Prompt A:
Answer the following questions using the article on carbon bike parts below:
(i) What height and weight does the writer give for themselves?
(ii) Which bike did the writer take on the free test ride?
(iii) How much did the writer's aluminum bike weigh?
Prompt B:
Quote the stretch of the article on carbon bike parts from "Jeffrey Bakker" through "a new bike.".

Document section:
·····

A Journey into Carbon Bike Parts

From a Clydesdale’s perspective

Jeffrey Bakker
12 min readMay 24, 2022
Photo by Jordan Brierley on Unsplash

0 - Introduction

As a cyclist at 6'2" and 210lbs, my experience with carbon parts might be a little different than expected, as these components don’t typically have the Clydesdale or Athena body in mind at the centre of their design.

Premium bike components are, to a certain extent, optimized for athletes. This doesn’t mean it doesn’t benefit you if you don’t have an “athletic body type”, but there are some things you should take into account.

In this article, I will walk through my experience with a carbon frame, a carbon wheelset, and a carbon stem.

TL;DR version: I don’t regret it. If you can afford it, go for it, but YMMV. A wheel upgrade instead of a carbon frame might be a good middle-ground for performance gains, but premium carbon wheels can be just as expensive as a new bike.

1 - What Sold me on Carbon

…I did make it up the climb after barely breaking a sweat.

Before even giving any serious thought to carbon, I’ve ridden at least 10,000km on my aluminum bike over several years. I could never fathom why I’d ever need carbon, nor imagine who buys these things (pros are technically sponsored to ride them).

My journey into carbon all started with walking into a premium brand local bike shop with my partner. We had no serious intention; we were only there for novelty, the same way a couple might walk into an open-house event for a Vancouver home they could never afford. As a result of great salesmanship, we were convinced to take a free test ride on a pair of their cheapest bikes: the 2018 Cervélo R2.

During our 90-minute test ride, I made sure to tackle a local climb that I frequent, which always leaves me huffing and puffing for breath, even after years of practice. This bike was different though. While I didn’t time the ride, which usually took me about 10 minutes, I did make it up the climb after barely breaking a sweat. My partner was also impressed with the night-and-day difference with her commuter bike.

Over the next 2 years, I couldn’t stop thinking about that Cervélo, each time I hauled my 28lbs aluminum bike up these climbs. Some of these everyday climbs are 30 blocks in length, so I had a lot of time to think.

2 - Carbon Frame

On the 28lbs aluminum bike, getting out of the saddle for a sprint felt very natural; its excessive weight matched my own excess weight.

·····

Collection entries:

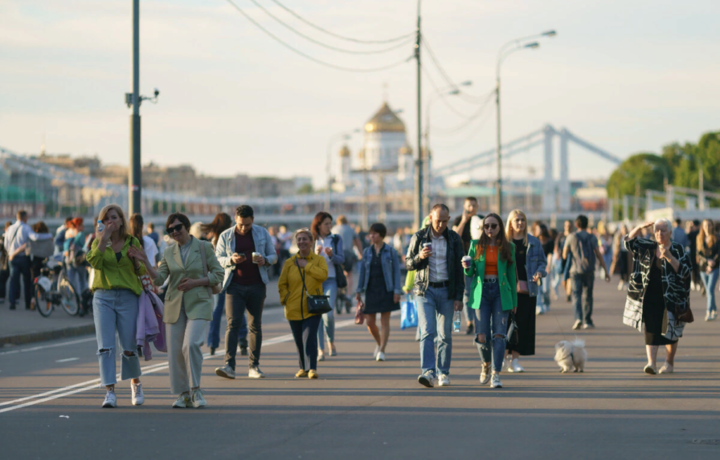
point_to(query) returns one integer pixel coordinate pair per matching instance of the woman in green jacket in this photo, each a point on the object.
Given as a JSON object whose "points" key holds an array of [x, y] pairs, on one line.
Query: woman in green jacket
{"points": [[493, 294]]}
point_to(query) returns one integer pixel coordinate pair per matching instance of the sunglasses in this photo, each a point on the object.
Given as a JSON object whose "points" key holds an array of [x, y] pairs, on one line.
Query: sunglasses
{"points": [[177, 228]]}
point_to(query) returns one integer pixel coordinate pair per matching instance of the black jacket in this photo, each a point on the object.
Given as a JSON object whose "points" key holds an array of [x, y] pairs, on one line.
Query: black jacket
{"points": [[455, 254]]}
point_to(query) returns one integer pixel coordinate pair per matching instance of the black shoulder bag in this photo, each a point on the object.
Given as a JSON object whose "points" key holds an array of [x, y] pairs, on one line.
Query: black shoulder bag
{"points": [[317, 304]]}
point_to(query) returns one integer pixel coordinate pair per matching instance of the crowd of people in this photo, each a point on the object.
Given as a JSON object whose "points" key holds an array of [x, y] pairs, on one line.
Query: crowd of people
{"points": [[502, 274]]}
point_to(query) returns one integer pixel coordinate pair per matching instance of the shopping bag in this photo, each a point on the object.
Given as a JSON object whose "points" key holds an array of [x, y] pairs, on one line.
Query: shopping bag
{"points": [[408, 314]]}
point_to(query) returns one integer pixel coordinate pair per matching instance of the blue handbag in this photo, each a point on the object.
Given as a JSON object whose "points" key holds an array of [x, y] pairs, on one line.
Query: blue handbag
{"points": [[408, 314]]}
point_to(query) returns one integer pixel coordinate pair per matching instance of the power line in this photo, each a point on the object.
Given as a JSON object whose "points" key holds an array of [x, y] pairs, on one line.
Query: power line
{"points": [[307, 56], [341, 37], [325, 45]]}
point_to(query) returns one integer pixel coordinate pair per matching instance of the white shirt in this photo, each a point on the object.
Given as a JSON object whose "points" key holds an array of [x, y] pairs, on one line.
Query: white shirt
{"points": [[327, 243], [438, 259]]}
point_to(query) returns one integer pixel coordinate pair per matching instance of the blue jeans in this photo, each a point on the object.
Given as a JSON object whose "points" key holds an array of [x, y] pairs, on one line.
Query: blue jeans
{"points": [[490, 317], [214, 332], [116, 310], [20, 267], [583, 282], [435, 314], [710, 281], [328, 325]]}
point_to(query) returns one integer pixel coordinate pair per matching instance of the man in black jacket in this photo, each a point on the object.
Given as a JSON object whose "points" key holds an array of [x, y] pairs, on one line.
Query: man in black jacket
{"points": [[435, 253]]}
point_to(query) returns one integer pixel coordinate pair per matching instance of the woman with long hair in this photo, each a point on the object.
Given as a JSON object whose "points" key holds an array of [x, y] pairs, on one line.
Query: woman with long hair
{"points": [[220, 223], [492, 294], [330, 247], [531, 264], [708, 260], [116, 290]]}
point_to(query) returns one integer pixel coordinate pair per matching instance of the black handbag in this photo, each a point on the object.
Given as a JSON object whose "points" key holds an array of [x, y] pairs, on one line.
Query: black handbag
{"points": [[317, 304], [513, 334]]}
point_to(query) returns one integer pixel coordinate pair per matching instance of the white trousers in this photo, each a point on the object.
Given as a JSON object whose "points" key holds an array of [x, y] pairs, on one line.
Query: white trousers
{"points": [[185, 339]]}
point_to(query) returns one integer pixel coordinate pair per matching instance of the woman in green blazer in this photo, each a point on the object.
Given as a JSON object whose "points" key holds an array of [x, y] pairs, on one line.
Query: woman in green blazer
{"points": [[493, 293], [188, 306]]}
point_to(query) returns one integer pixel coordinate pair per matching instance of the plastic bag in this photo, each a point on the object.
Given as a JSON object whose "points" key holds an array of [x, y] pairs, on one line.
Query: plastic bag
{"points": [[408, 314]]}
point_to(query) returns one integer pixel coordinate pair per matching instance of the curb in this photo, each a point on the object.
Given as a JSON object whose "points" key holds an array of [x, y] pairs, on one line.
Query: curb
{"points": [[74, 331]]}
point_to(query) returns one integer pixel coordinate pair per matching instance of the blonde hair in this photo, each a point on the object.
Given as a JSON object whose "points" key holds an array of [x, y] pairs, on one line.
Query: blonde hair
{"points": [[508, 228], [123, 230]]}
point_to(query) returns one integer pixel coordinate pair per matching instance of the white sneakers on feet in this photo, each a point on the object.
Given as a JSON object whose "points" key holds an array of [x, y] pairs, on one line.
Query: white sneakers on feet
{"points": [[666, 369], [515, 366], [110, 400], [138, 397], [484, 375]]}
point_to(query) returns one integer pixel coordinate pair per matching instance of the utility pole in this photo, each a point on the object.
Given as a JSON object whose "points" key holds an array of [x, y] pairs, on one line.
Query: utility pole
{"points": [[419, 209], [135, 171]]}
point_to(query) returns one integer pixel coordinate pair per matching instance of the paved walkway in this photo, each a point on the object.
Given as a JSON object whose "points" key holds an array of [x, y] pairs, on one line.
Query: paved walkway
{"points": [[362, 409]]}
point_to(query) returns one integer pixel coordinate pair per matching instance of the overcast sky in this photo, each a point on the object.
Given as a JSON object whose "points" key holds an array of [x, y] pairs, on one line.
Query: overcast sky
{"points": [[627, 76]]}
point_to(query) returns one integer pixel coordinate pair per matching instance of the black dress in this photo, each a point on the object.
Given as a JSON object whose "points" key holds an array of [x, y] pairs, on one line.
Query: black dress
{"points": [[654, 309], [377, 297], [525, 316]]}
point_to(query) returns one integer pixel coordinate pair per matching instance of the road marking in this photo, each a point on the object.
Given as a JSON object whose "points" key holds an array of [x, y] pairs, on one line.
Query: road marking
{"points": [[44, 347], [94, 384]]}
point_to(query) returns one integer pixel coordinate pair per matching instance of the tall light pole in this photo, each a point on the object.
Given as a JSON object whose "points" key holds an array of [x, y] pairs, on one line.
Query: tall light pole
{"points": [[419, 209], [507, 49]]}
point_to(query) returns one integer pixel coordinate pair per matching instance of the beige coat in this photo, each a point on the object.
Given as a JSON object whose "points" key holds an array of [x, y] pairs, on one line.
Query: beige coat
{"points": [[198, 301]]}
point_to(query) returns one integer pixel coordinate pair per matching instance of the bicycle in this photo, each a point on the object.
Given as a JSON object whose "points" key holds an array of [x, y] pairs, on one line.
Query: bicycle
{"points": [[53, 288]]}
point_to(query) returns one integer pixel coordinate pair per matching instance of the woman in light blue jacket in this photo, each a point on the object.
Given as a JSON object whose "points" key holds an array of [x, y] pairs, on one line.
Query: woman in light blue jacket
{"points": [[380, 281], [531, 265]]}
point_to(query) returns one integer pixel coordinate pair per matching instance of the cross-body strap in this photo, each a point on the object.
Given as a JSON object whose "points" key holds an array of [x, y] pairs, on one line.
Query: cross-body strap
{"points": [[204, 260]]}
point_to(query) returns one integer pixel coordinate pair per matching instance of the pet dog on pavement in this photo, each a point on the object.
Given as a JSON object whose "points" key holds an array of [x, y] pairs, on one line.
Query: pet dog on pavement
{"points": [[571, 355]]}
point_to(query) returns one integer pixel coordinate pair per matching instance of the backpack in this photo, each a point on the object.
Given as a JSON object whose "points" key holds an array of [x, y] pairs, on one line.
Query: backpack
{"points": [[583, 254]]}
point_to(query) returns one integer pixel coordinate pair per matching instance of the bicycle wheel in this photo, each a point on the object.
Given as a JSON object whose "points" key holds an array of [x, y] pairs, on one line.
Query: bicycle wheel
{"points": [[43, 305], [70, 300]]}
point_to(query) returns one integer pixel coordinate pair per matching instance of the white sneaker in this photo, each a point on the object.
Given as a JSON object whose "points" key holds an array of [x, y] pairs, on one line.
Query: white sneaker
{"points": [[255, 373], [138, 397], [484, 375], [515, 366], [110, 400]]}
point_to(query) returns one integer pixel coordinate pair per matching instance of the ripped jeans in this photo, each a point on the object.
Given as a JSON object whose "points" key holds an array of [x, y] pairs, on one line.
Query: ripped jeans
{"points": [[490, 316], [116, 310]]}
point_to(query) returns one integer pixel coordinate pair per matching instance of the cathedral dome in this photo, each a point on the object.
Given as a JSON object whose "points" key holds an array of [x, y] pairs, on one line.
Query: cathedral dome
{"points": [[385, 120]]}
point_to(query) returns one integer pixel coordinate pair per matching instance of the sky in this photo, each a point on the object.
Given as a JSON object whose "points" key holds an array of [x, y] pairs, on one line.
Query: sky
{"points": [[627, 76]]}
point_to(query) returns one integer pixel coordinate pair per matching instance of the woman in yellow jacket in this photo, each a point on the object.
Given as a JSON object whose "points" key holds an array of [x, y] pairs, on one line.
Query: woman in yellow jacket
{"points": [[304, 325]]}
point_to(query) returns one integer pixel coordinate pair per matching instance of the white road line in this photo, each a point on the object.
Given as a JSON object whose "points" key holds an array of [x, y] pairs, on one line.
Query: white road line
{"points": [[94, 384], [43, 347]]}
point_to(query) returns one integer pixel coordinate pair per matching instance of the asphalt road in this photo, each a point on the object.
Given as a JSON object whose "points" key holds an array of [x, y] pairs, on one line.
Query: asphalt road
{"points": [[358, 409]]}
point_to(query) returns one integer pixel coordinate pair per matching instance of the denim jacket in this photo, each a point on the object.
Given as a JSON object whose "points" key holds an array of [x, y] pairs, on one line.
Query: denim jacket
{"points": [[535, 261], [391, 269], [263, 245]]}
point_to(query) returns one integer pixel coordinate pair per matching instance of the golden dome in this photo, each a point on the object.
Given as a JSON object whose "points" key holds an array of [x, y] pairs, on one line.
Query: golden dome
{"points": [[385, 120]]}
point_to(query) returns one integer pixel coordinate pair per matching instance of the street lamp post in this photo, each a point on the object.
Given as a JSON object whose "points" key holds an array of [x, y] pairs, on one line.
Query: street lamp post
{"points": [[507, 49]]}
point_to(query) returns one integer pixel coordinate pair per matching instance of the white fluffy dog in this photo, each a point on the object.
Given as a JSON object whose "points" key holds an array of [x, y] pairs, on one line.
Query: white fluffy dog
{"points": [[571, 355]]}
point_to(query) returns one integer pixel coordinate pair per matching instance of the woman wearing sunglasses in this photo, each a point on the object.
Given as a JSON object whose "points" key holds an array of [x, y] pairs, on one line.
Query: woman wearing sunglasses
{"points": [[531, 265], [491, 265], [303, 273], [188, 305]]}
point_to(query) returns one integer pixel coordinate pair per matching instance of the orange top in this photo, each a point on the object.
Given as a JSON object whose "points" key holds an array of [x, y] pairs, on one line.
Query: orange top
{"points": [[491, 260]]}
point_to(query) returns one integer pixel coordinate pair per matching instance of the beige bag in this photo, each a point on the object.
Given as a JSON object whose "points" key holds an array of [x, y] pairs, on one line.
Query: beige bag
{"points": [[216, 288]]}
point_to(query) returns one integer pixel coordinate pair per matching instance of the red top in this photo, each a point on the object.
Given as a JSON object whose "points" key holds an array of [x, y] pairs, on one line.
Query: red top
{"points": [[491, 260], [246, 272]]}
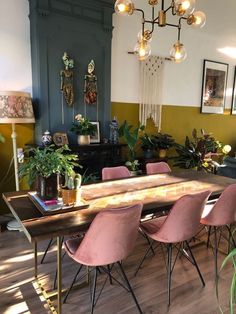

·····

Written solution A:
(i) 6'2" and 210lbs
(ii) The 2018 Cervélo R2
(iii) 28lbs

Written solution B:
Jeffrey Bakker
12 min readMay 24, 2022
Photo by Jordan Brierley on Unsplash

0 - Introduction

As a cyclist at 6'2" and 210lbs, my experience with carbon parts might be a little different than expected, as these components don’t typically have the Clydesdale or Athena body in mind at the centre of their design.

Premium bike components are, to a certain extent, optimized for athletes. This doesn’t mean it doesn’t benefit you if you don’t have an “athletic body type”, but there are some things you should take into account.

In this article, I will walk through my experience with a carbon frame, a carbon wheelset, and a carbon stem.

TL;DR version: I don’t regret it. If you can afford it, go for it, but YMMV. A wheel upgrade instead of a carbon frame might be a good middle-ground for performance gains, but premium carbon wheels can be just as expensive as a new bike.